Look through the entries below for the line that contains "Expected: one point per instance of the person", then set down that line and each one after it exactly, through the last.

▶ _Available data_:
=-=-=

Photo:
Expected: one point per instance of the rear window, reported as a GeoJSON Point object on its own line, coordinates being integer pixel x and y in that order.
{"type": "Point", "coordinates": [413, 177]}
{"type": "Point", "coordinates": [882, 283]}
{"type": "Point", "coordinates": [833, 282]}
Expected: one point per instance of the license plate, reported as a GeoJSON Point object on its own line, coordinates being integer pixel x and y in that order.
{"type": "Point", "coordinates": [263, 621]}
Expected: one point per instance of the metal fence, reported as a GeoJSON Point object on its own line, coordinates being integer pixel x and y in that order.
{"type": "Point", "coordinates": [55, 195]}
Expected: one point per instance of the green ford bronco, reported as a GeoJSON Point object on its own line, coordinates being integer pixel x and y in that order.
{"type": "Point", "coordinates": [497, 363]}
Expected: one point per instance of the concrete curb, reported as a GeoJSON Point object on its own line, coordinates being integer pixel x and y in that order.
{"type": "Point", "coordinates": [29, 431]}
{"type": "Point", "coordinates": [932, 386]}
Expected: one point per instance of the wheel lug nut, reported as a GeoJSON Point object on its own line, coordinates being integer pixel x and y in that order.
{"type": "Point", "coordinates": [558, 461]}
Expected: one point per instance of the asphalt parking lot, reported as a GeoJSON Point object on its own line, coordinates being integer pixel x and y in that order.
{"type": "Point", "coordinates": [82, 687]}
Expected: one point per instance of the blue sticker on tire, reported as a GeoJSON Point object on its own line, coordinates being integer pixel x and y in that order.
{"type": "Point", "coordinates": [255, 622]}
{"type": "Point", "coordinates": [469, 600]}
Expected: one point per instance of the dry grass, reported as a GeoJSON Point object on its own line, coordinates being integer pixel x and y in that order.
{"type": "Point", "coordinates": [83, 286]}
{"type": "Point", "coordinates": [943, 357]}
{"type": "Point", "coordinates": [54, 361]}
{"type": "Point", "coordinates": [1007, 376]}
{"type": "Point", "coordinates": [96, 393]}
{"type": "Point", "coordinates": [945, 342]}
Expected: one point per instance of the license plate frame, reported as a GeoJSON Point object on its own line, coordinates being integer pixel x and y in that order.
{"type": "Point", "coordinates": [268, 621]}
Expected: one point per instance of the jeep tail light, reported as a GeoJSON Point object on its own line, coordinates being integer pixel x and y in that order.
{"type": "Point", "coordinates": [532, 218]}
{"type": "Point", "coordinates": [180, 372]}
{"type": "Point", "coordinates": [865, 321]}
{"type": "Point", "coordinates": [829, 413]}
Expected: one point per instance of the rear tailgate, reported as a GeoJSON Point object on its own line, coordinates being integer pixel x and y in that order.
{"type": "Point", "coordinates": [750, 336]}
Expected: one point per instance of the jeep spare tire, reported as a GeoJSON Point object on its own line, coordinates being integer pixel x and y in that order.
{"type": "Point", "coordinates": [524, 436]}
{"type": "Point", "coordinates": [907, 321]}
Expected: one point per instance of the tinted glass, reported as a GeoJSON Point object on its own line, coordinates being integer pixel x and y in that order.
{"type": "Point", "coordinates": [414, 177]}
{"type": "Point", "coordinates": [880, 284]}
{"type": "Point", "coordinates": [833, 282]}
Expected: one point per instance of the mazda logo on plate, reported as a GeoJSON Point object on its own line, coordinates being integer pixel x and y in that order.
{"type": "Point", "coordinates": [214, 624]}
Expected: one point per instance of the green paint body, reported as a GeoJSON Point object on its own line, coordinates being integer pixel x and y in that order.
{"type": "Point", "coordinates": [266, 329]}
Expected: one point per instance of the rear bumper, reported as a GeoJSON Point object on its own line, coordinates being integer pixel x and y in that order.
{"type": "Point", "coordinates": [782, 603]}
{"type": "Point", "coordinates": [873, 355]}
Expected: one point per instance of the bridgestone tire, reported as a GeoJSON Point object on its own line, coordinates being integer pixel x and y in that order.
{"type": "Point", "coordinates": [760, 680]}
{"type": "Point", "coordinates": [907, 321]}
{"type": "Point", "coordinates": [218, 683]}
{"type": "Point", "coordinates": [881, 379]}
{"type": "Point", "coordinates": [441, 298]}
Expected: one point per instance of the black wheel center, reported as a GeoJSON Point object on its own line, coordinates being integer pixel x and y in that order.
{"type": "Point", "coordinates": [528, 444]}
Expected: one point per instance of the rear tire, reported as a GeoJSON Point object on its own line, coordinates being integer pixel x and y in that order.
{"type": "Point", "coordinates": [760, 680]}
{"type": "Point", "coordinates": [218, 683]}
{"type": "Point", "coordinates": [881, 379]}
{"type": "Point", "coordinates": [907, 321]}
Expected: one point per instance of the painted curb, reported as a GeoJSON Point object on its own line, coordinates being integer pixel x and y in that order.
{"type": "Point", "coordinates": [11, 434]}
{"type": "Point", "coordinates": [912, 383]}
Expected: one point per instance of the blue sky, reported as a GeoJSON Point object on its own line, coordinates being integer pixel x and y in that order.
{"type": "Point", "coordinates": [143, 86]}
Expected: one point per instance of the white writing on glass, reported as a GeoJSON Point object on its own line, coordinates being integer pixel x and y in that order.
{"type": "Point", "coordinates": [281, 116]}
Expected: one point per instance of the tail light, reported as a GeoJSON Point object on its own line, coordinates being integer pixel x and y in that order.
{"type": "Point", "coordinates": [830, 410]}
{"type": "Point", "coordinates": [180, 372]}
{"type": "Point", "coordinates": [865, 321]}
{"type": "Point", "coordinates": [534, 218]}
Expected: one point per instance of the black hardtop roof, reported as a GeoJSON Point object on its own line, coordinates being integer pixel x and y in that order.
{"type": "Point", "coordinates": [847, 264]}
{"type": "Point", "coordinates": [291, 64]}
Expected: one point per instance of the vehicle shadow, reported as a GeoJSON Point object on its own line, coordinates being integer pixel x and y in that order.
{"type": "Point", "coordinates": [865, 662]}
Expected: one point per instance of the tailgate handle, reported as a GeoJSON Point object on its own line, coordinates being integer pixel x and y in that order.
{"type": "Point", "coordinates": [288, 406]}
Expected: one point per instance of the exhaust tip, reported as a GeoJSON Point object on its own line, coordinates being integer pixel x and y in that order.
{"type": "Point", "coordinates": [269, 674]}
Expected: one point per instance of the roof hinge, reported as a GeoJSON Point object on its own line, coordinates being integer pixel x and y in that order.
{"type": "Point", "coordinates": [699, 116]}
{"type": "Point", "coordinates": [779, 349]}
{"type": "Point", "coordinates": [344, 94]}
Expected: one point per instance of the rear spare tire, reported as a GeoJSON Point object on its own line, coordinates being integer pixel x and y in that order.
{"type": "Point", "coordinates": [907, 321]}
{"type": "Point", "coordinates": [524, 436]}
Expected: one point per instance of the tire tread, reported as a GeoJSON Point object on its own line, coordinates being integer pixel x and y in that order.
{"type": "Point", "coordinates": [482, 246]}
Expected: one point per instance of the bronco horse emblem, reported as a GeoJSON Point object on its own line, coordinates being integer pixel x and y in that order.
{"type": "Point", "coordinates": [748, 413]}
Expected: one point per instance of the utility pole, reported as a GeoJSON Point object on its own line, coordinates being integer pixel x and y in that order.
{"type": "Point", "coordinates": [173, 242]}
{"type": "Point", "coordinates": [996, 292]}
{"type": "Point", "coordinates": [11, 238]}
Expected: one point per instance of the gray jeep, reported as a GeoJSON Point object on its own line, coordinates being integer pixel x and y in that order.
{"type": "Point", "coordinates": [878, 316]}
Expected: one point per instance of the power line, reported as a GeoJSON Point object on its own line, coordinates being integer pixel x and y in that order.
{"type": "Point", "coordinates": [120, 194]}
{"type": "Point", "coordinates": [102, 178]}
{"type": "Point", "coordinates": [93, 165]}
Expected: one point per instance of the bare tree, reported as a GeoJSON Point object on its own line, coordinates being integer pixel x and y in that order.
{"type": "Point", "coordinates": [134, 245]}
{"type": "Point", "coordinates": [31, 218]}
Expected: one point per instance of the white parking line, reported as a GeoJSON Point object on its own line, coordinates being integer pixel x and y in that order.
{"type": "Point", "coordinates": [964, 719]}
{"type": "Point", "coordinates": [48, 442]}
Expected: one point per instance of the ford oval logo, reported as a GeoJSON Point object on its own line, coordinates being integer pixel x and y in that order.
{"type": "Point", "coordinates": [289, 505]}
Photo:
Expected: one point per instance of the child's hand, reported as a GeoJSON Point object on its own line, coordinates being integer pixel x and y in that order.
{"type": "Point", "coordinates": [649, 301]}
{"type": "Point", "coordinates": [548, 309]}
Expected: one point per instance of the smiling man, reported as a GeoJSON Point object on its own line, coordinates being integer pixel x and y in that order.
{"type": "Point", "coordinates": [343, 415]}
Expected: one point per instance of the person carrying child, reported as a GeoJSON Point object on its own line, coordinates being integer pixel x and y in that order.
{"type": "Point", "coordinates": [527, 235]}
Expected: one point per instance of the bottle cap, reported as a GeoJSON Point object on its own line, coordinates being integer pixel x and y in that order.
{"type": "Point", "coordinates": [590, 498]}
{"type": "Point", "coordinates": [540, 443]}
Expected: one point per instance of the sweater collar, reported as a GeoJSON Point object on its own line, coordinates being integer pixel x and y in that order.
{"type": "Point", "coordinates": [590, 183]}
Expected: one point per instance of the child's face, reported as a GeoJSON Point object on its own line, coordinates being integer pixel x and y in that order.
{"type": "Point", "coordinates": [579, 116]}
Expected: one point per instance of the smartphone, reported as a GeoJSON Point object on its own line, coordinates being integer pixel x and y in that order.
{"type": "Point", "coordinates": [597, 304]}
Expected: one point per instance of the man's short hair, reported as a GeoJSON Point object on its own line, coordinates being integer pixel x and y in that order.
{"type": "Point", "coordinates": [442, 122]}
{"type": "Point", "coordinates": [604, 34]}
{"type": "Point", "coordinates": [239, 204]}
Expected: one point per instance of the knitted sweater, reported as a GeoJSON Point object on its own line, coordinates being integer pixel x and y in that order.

=-=-=

▶ _Solution below_:
Expected: one point per instance of the person carrying child, reported as a GeoJSON Point object on its own line, coordinates being integer pixel x and y in that order.
{"type": "Point", "coordinates": [527, 235]}
Expected: one point per instance of the bottle cap, reported as a GeoJSON Point object on its own line, coordinates being integer pixel x and y in that order.
{"type": "Point", "coordinates": [590, 498]}
{"type": "Point", "coordinates": [540, 443]}
Expected: one point per instance of the sweater collar, reported as a GeoJSON Point object on its own line, coordinates being integer pixel x and y in that order.
{"type": "Point", "coordinates": [590, 183]}
Expected: one point per instance of the child's face, reported as a GeoJSON Point object on its own line, coordinates being integer pixel x and y in that order.
{"type": "Point", "coordinates": [579, 116]}
Expected: one point per instance of the smartphone, reported as a GeoJSON Point object on its own line, coordinates being integer pixel x and y in that order.
{"type": "Point", "coordinates": [597, 304]}
Expected: one point per instance of the man's short hair, reported as a GeoJSON Point object on its own line, coordinates being integer pixel x and y in that order.
{"type": "Point", "coordinates": [442, 122]}
{"type": "Point", "coordinates": [604, 34]}
{"type": "Point", "coordinates": [239, 204]}
Expected: one point per instance of the knitted sweater, reported as a GeoJSON Point object on its own line, coordinates being integer pixel x and y in that order.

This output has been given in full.